- _Written exercise_:
Count the lines in the entries below that contain the string "toilet". Give only the number.

- _Supplied records_:
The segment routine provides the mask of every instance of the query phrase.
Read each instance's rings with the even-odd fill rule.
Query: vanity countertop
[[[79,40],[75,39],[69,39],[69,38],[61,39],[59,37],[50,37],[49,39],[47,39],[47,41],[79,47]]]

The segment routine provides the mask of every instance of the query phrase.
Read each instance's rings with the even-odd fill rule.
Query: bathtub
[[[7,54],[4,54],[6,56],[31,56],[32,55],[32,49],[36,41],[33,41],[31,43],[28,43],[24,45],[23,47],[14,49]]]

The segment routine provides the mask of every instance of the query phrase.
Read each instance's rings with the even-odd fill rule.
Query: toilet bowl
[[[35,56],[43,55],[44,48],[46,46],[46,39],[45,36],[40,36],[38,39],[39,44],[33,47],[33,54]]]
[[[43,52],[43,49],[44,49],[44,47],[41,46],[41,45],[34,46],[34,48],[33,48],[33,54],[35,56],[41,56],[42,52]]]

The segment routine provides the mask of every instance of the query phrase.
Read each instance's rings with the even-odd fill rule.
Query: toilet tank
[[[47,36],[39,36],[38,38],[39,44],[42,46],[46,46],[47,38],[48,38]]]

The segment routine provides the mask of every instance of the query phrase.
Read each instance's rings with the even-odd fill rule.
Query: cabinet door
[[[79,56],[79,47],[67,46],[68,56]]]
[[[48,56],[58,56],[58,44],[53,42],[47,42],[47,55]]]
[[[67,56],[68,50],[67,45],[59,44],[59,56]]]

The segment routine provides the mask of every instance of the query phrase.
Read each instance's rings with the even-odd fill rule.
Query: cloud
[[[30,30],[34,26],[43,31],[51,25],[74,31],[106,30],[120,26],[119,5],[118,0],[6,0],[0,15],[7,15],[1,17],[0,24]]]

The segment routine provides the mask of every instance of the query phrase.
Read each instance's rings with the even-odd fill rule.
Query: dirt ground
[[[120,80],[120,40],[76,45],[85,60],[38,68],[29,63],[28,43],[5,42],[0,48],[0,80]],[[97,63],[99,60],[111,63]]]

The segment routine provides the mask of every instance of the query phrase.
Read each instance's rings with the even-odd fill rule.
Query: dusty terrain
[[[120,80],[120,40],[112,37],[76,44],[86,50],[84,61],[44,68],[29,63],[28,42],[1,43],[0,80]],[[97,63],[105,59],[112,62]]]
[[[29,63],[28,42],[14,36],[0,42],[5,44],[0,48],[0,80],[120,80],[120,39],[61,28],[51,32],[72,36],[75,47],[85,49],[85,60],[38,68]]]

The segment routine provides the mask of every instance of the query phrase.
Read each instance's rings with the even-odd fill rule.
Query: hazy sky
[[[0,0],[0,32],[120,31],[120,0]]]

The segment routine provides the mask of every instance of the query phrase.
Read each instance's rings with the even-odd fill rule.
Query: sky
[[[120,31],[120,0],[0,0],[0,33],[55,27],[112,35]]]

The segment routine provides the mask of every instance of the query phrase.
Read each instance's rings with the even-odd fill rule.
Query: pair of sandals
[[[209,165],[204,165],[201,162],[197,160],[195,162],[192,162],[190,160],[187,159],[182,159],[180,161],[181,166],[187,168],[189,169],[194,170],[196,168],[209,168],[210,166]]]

- _Reply_:
2